### Data lines
+++++
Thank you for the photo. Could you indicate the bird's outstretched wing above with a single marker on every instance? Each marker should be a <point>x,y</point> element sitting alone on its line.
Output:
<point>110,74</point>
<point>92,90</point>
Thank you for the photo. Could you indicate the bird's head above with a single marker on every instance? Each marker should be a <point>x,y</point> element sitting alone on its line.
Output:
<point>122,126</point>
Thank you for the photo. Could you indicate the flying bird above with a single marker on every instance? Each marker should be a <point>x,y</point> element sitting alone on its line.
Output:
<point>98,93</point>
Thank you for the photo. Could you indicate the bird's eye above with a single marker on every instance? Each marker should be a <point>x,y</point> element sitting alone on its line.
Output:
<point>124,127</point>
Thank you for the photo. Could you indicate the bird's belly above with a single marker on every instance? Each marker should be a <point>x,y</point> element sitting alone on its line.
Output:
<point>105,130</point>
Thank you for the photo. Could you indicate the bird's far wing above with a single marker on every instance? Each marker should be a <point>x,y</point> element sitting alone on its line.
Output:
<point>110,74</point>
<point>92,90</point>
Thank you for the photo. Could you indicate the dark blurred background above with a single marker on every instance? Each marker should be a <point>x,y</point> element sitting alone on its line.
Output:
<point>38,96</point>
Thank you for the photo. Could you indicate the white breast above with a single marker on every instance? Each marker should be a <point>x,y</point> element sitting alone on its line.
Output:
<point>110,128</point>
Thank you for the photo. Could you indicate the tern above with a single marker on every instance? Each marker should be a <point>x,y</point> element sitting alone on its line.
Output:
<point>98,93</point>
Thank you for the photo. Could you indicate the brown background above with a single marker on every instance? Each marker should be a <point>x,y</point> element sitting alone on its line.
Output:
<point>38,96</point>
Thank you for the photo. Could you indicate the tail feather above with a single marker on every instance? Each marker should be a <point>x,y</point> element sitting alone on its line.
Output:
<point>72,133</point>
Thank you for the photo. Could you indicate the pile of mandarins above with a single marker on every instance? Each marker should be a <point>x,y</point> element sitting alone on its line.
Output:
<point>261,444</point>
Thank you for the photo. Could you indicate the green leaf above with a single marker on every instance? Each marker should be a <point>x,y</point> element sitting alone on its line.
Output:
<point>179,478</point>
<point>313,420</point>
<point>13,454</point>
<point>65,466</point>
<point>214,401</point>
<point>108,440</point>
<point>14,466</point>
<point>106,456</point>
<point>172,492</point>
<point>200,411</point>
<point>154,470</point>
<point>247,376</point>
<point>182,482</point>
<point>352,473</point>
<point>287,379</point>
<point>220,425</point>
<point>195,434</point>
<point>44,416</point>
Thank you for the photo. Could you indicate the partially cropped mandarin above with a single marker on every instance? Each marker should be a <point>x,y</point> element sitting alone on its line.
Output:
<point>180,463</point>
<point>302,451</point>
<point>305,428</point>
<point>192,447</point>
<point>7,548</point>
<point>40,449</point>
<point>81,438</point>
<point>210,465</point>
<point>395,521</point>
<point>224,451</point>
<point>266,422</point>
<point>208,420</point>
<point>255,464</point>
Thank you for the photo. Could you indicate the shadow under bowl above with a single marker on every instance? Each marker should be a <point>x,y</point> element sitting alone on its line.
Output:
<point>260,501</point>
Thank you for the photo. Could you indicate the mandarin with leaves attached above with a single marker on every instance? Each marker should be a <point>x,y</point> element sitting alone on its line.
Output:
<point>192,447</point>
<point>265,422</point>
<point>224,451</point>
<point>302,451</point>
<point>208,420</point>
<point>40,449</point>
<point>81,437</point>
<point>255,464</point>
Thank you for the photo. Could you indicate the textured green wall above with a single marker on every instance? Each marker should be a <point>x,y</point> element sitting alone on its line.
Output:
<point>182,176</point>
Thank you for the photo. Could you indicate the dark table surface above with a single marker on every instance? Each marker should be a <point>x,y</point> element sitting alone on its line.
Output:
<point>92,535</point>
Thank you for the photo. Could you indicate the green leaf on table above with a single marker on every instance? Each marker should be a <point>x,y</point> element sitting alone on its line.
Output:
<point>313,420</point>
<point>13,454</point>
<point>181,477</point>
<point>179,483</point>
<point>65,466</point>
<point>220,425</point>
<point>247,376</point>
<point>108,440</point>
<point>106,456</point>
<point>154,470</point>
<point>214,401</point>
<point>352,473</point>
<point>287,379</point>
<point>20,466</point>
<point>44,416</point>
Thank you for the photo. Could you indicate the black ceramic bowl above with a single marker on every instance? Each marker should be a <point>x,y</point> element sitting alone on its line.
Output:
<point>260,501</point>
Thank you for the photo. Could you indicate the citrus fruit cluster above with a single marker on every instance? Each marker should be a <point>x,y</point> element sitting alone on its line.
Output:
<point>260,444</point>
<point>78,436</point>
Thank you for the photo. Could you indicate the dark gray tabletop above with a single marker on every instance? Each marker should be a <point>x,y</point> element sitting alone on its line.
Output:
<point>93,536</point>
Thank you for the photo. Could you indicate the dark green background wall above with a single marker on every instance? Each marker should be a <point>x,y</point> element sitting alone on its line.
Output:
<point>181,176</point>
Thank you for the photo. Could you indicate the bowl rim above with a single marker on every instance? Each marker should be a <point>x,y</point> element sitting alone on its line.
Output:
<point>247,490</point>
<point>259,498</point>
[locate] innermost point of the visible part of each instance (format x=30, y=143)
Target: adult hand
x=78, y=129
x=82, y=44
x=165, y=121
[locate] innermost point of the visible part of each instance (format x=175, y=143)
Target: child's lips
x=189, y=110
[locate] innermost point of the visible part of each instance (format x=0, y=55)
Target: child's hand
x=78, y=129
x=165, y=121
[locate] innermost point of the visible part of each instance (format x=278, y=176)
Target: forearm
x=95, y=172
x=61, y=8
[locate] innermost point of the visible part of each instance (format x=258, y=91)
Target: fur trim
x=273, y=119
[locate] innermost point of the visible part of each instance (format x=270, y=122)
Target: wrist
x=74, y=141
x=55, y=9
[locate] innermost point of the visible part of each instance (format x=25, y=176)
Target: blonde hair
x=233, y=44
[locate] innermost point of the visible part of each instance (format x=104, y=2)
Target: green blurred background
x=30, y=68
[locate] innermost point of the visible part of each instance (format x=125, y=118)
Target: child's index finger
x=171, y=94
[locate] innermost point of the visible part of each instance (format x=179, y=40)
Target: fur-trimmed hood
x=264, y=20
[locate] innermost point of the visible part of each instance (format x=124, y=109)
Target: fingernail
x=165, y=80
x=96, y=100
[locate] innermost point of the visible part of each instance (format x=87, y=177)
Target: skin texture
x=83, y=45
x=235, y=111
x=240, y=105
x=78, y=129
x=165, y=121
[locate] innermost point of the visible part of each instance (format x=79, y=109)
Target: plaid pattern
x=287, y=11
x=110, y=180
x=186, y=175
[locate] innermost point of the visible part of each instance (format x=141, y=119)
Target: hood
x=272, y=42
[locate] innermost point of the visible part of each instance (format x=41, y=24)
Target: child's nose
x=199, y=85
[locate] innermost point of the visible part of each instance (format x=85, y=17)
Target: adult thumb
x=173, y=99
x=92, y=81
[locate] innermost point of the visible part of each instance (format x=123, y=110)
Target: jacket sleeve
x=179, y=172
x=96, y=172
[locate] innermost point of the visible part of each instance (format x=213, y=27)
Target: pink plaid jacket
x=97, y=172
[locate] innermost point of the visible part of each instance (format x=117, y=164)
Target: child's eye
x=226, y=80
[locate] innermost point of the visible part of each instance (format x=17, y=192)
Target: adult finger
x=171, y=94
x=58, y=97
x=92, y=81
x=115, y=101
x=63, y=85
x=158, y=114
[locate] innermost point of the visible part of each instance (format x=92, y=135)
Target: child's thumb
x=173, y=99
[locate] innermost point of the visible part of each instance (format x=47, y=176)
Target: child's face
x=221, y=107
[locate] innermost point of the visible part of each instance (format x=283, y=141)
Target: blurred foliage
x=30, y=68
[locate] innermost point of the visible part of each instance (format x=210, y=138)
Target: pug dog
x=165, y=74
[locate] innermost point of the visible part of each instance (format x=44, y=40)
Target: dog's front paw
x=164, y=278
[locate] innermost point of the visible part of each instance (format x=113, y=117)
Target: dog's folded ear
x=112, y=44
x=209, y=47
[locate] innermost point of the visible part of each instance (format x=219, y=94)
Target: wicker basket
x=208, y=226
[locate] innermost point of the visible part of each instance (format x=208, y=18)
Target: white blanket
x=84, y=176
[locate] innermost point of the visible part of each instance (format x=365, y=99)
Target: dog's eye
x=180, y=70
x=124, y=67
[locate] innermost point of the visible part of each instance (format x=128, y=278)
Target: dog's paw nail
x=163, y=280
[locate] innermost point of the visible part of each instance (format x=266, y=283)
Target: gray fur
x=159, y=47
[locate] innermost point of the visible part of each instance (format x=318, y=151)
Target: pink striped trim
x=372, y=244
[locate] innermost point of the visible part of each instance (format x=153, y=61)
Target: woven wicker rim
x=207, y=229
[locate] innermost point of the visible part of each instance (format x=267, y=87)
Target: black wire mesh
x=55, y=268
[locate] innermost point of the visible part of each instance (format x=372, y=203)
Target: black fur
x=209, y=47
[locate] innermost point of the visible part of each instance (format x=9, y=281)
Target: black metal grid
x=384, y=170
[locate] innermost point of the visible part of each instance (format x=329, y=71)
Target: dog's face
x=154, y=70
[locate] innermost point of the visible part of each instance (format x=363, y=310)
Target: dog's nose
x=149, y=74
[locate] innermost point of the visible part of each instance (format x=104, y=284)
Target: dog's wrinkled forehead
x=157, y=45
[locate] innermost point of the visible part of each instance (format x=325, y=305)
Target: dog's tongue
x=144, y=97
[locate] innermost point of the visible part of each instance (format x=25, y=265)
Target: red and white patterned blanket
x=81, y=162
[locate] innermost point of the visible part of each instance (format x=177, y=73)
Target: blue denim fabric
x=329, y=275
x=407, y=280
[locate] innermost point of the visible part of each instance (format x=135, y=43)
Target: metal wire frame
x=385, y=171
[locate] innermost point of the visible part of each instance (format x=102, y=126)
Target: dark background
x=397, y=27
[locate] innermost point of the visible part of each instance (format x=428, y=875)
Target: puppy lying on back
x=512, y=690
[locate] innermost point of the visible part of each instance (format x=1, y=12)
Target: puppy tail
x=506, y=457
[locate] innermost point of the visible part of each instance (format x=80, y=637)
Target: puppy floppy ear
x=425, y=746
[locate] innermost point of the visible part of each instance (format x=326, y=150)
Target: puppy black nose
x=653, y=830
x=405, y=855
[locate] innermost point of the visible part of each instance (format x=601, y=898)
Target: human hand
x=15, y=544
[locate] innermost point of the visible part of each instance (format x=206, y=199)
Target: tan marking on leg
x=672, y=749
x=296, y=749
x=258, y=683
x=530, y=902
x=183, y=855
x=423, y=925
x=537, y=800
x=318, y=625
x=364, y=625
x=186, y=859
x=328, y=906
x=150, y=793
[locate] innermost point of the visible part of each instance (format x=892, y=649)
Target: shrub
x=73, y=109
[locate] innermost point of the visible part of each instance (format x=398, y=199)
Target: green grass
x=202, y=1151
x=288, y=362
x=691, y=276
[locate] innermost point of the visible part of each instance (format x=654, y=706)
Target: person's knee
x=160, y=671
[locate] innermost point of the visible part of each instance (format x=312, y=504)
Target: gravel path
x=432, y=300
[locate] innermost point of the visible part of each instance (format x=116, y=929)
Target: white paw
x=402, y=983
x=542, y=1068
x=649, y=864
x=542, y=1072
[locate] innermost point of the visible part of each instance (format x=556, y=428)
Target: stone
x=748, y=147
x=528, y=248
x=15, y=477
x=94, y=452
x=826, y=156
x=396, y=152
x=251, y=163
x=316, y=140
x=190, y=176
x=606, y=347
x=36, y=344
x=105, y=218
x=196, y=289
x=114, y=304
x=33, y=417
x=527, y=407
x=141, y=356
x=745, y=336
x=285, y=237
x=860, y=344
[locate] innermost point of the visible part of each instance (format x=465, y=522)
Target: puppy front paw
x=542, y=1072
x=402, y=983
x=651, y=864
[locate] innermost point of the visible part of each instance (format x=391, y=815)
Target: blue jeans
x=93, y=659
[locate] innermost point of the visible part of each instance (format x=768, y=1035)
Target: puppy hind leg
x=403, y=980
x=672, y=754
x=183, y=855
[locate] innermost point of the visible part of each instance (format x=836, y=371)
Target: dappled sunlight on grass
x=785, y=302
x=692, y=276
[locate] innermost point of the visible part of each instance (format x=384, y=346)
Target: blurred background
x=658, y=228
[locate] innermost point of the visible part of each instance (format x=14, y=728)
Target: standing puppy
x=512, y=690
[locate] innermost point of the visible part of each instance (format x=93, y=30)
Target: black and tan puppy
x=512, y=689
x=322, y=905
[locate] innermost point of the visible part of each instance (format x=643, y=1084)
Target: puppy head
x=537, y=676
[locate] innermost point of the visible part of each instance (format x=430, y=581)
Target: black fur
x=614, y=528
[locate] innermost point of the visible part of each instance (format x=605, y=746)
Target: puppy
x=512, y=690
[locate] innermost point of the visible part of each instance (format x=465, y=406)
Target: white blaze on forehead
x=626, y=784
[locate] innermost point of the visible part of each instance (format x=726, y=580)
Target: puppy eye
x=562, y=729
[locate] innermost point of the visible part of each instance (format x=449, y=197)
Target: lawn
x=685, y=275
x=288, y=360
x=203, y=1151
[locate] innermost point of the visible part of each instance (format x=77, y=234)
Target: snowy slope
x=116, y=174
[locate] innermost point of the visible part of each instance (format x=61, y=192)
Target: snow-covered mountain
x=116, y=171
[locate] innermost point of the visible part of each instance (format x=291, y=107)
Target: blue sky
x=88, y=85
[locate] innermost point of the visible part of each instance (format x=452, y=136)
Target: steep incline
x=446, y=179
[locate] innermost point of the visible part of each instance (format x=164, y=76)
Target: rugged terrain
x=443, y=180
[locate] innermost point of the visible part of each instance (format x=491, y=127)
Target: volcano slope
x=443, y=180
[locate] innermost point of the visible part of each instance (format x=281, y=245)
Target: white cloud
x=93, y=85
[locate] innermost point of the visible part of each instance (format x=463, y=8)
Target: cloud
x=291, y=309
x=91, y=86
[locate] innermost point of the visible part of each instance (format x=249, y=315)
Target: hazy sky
+++++
### Requirements
Arrange the lines of the listing above that fall between the line holding "(format x=283, y=141)" and the line holding "x=163, y=280", inclusive, as a numbered list, leaving out any blank lines.

### Solution to this problem
1. [locate] innermost point of the visible part of each instance (format x=283, y=141)
2. Target: blurred foliage
3. x=30, y=68
4. [locate] innermost point of the visible part of each instance (format x=210, y=138)
5. Target: pug dog
6. x=165, y=74
7. [locate] innermost point of the visible part of each instance (format x=44, y=40)
8. Target: dog's front paw
9. x=164, y=278
10. [locate] innermost point of the visible part of each instance (format x=113, y=117)
11. Target: dog's folded ear
12. x=112, y=44
13. x=209, y=47
14. [locate] innermost point of the visible part of each instance (format x=219, y=94)
15. Target: wicker basket
16. x=208, y=226
17. [locate] innermost point of the visible part of each instance (format x=208, y=18)
18. Target: white blanket
19. x=84, y=176
20. [locate] innermost point of the visible part of each instance (format x=365, y=99)
21. Target: dog's eye
22. x=180, y=70
23. x=124, y=67
24. [locate] innermost point of the visible part of each instance (format x=128, y=278)
25. Target: dog's paw nail
26. x=163, y=280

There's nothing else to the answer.